BEGIN READING TEXT

Chapter 1 cont.
1.6 - Recovery Architecture
The way I designed this flight was to have a drogue-less dual deploy using the piranha line cutter from tinder rocketry. 20 feet of 350lb chord would be the shock chord and that would be spliced using the finger trap method described here:
https://www.rocketryforum.com/threads/finger-trap-technique.137003/
Splicing is a much better option than knots which can significantly decrease the strength rating of your chord. When using chord that is much stronger than what you need, knots aren't going to be a huge issue but in my case, I needed to make sure that the chord retained its full strength properties.
Here is a general schematic of the setup:
The red stars are all points of attachment for the Kevlar shock chord.
This was the idea up until the day of the launch where there was some last minute changes due to fitting issues. The changes were probably the second biggest mistake made on this project and I will go into detail on that and what I am doing to correct it for the next launch.

END READING TEXT

= WORK ITEM A =
In the recovery architecture section, which line cutter was planned for the drogue-less dual deploy?
= WORK ITEM B =
Why does the recovery architecture section splice the shock chord rather than tie knots in it?
= WORK ITEM C =
Continue the recovery architecture section from its last sentence.

BEGIN DATA SHOWN

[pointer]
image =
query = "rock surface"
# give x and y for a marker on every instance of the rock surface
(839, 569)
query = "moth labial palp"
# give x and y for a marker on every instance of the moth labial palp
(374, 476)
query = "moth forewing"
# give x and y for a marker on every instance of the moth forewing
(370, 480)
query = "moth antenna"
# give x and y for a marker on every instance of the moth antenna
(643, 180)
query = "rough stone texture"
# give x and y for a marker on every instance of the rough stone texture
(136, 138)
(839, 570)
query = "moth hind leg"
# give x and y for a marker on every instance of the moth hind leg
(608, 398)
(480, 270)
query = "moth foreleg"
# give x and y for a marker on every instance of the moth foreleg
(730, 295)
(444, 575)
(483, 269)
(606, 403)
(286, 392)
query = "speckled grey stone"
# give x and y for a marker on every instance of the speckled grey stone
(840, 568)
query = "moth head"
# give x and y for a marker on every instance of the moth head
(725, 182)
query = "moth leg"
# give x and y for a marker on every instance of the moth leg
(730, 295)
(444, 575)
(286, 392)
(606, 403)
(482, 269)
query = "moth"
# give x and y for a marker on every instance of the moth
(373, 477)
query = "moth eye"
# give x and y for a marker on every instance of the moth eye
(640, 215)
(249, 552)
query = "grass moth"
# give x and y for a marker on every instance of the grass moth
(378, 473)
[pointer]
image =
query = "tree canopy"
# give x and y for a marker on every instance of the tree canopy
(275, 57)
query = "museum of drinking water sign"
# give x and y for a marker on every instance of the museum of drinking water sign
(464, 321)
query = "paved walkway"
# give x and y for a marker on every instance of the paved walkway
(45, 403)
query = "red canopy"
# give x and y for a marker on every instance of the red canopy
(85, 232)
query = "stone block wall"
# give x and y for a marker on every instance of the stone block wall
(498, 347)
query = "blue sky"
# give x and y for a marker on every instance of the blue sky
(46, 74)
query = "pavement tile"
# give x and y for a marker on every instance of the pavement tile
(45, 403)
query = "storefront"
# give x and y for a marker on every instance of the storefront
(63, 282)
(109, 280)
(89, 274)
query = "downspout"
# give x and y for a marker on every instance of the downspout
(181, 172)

END DATA SHOWN

= RESPONSE A =
The piranha line cutter from tinder rocketry.

= RESPONSE B =
Knots can significantly decrease the strength rating of the chord. The chord used was not much stronger than needed, so it had to keep its full strength.

= RESPONSE C =
Here is the photo of the splicing on the motor eyebolt. One thing you want to make sure of is that the finger trap splice is long enough to where it doesn't pull out. There is a general calculation based off of diameter of the chord that you can search up but I just did about 3 inches. It became so tight that I couldn't pull the rest of the chord through so I just taped the excess down. I tried pulling it out and the splice didn't let up an inch so I decided that was good enough. This was done again by splicing the nomex and parachute (always make sure that your nomex is not free floating, this can prevent a parachute from opening). Then the e-bay was attached by making a very small spliced loop that sat tightly between two nuts on the threaded rod. These were loctited in place. Finally the other end of the chord was spliced around the bolt that goes into the aluminum tip, making sure that the loop was much smaller than the head of the bolt.
Note: There are some things I need to do very differently for next flight in the AV bay area. The lower architecture will stay the same.
Being a biologist I obviously elected to use my new favorite ejection charge method of free floating microcentrifuge tube. I chopped the centrifuge tube top down substantially and then drilled a hole into the bottom just large enough to slide the wires from my e-match through. Before pulling the wires all the way through, I took some hot glue and put some on the bottom of the e-match head so that a seal was created. (Photos to come).
1.7 Electronics
Sadly, it seems that I forgot to take a picture of the final configuration but I did my best with this. The blue capacitor that belongs to the raven needed to be desoldered and then moved around the back where the green square is. This was resoldered to some thin gage stranded wire. The same was done with the green terminal block on the featherweight GPS. With these out of the way, the GPS could fit nicely in the space between the raven and the raven battery. All of the threaded rods had heat shrink tubing applied to them to prevent shorts and then wrapped with electrical tape to hold stuff together.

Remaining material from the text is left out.